Vladimir, I suggest you reply to this message with your own response...

On Sat, Aug 13, 2016 at 6:32 PM, Vladimir Sitnikov <
sitnikov(dot)vladimir(at)gmail(dot)com> wrote:

> Shay>To be honest, the mere idea of having an SQL parser inside my driver
> makes me shiver.
>
> Same for me.
> However I cannot wait for PostgreSQL 18 that does not need client-side
> parsing.
>

I'm glad we agree on something. For me the problem has nothing to do with
PostgreSQL or performance - it has to do with database APIs that impose
uniform parameter placeholder formats, and therefore force drivers to
rewrite user SQL queries. AFAIK rewriting a user's SQL for optimization is
totally out of the scope of the driver's work.

Shay>There's nothing your driver is doing that the application developer
> can't do themselves -
> Shay>so your driver isn't faster than other drivers. It's faster only when
> used by lazy programmers.
>
> I'm afraid you do not get the point.
> ORMs like Hibernate, EclipseLink, etc send regular "insert ... values" via
> batch API.
> For the developer the only way to make use of "multivalues" is to
> implement either "ORM fix" or "the driver fix" or "postgresql fix".
>
So the feature has very little to do with laziness of the programmers.
> Application developer just does not have full control of each SQL when
> working though ORM.
> Do you suggest "stop using ORMs"? Do you suggest fixing all the ORMs so it
> uses optimal for each DB insert statement?
> Do you suggest fixing postgresql?
>
> Once again "multivalues rewrite at pgjdbc level" enables the feature
> transparently for all the users. If PostgreSQL 10/11 would improve
> bind/exec performance, we could even drop that rewrite at pgjdbc level and
> revert to the regular flow. That would again be transparent to the
> application.
>
>
I do get the point, and in fact I myself mentioned the ORM case above as an
advantage of implicit query preparation.

First, there's nothing stopping an ORM from optimizing multiple inserts
into a single multivalue insert. I do admit I'm not aware of any who do
this, but it's a good idea for an optimization - I happen to maintain the
Entity Framework Core provider for Npgsql, I might take a look at this
optimization (so again thanks for the idea).

▸ **Problem**
In the email above, which provider does the writer say they maintain?

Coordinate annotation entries
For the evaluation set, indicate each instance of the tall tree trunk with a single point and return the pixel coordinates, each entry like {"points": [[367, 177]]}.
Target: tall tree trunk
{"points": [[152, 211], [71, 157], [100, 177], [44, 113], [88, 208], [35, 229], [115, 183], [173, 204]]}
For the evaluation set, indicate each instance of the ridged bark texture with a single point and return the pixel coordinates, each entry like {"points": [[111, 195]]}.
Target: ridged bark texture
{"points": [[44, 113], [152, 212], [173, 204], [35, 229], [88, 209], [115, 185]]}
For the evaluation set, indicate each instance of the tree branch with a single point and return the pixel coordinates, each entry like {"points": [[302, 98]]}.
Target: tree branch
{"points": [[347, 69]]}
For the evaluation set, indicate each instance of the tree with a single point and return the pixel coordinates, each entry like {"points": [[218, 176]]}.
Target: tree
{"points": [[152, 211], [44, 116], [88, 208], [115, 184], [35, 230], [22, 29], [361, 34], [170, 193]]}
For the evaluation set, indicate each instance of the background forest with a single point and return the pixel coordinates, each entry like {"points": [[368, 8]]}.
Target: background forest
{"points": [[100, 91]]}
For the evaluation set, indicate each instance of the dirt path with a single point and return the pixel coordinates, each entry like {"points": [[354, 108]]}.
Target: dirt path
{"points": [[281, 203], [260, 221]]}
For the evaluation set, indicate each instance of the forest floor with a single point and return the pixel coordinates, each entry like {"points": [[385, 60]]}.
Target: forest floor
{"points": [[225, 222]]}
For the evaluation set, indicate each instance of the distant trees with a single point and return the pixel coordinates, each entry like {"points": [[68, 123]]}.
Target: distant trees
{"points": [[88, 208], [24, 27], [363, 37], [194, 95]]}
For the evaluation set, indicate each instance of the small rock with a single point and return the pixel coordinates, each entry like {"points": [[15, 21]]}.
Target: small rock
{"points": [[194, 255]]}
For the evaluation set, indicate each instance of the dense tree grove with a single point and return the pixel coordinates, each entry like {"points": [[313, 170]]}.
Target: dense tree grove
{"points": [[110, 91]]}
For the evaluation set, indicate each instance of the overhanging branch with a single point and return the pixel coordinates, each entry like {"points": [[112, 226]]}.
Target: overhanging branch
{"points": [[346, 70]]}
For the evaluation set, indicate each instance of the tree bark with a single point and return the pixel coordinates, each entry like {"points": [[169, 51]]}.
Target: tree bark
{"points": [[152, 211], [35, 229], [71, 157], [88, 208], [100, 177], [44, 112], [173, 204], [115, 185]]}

▸ **Task answer**
The Entity Framework Core provider for Npgsql.